:: USING THE INFORMATION ::
1 - According to the Kilgore history passage, in what year did the new town receive a post office?
2 - List every person mentioned by name in the Kilgore history passage.
3 - Extend the Kilgore history passage, picking up after its final sentence.

:: SUPPLIED PASSAGE ::
=====

Kilgore was founded in 1872 when the International–Great Northern Railroad completed the initial phase of rail line between Palestine and Longview. The rail company chose to bypass New Danville, a small community about 10 mi southeast of Longview, in lieu of a new townsite platted on 174 acre sold to the railroad by Constantine Buckley Kilgore, the town's namesake. That way the railroad gained the profits from sale and development of these lands.

During this time Kilgore was only a local train farm depot, serving mostly as a central hub for the agricultural communities around it. Farmers relied on the trains to transport crops and livestock, linking Kilgore to larger markets beyond the local area. The town’s economy and activity revolved around this simple depot function.

The new town received a post office in 1873 and, with a station and transportation for getting commodity crops to market, soon began to draw residents and businesses away from New Danville. By 1885, the population had reached 250, and the community had two cotton gins, a church, and a school (for white children only).

===Lynching of Nick Adkins (1889)===
On the night of February 7, 1889, a Black man named Nick Adkins was killed by a mob near Kilgore in what is documented as a racially motivated lynching. The mob, described as "White Caps", consisted of five or six men disguised in "women's clothing" and "sheets" with eyeholes cut out.

The perpetrators' target was a white schoolteacher named James Serins, who had taught at a local school for Black children for eight years and boarded at the home of Peter Strong, a local Black resident. The mob's intent was believed to be to either kill Serins or scare him out of the area. However, Serins was not at the house that night. When the mob attacked the home, Nick Adkins leapt from his bed in an attempt to escape and was "shot six times" and killed.

While a contemporary report in The Galveston Daily News stated it was "not known whether the mob was composed of white or colored men," the event is recognized as a case of white-on-black violence, typical of the era's racial tensions surrounding the education of African Americans.

===The 1910's===
The racially segregated Kilgore Independent School District was organized in 1910. By 1914 the town had two banks, several businesses, and a reported population of 700.

===Red Summer (1919)===

====Lynching of "Shag"====

On May 1, 1919, an African American man known only as "Shag" was lynched north of Kilgore. The circumstances remain unclear—no details about his full name, age, alleged crime, or manner of death were documented in contemporary records. This lynching is cataloged by the Lynching in Texas project (ID 857) as one of Texas's racial terror incidents.

=====

:: STORED DATA ::
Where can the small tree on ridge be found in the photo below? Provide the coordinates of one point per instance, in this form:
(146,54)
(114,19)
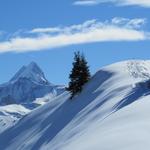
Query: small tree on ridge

=====

:: RESULTS ::
1 - 1873

2 - Constantine Buckley Kilgore, Nick Adkins, James Serins, Peter Strong, "Shag"

3 -
====Longview race riot====

In June, local man Lemuel Walters of Longview had been whipped by two white men from Kilgore, allegedly for making "indecent advances" toward their sister. (One account said he was found in her bedroom.) Under Jim Crow, white men strictly monitored and discouraged relations between black men and white women, but not the reverse. Walters was arrested and put in jail in Longview. On June 17, he was abducted by a lynch mob consisting of ten men and subsequently shot to death later that night. His body was left near the railroad tracks. Dr. Davis, Jones, and some other respected black men went to Judge Bramlette in town, asking him to investigate the lynching. He asked for the names of people Jones had talked to at the jail. When no investigation was undertaken, the men returned to Judge Bramlette but became convinced he did not intend to pursue the case.

====Disarmament====
Two months after the murder of "Shag" and during the Longview Race Riot, on July 15, 1919, Texas Governor William P. Hobby ordered the disarmament of all Kilgore residents. National Guardsmen and Texas Rangers confiscated firearms from citizens, including Boy Scouts' small rifles, as reported in front-page news stories. Contemporary newspapers explicitly linked this operation to Shag's lynching and subsequent unrest in nearby Longview, where racial violence had erupted after a Black newspaper published an article about Shag's killing. The Dallas Morning News and San Antonio Express claimed the disarmament proceeded "quietly" and that Shag "had no sympathizers here, not even among the local negro population"—statements reflecting the racial biases of the era.

===After 1919===
The 1920s showed continued steady growth, and by 1929 Kilgore was home to an estimated 1,000 residents.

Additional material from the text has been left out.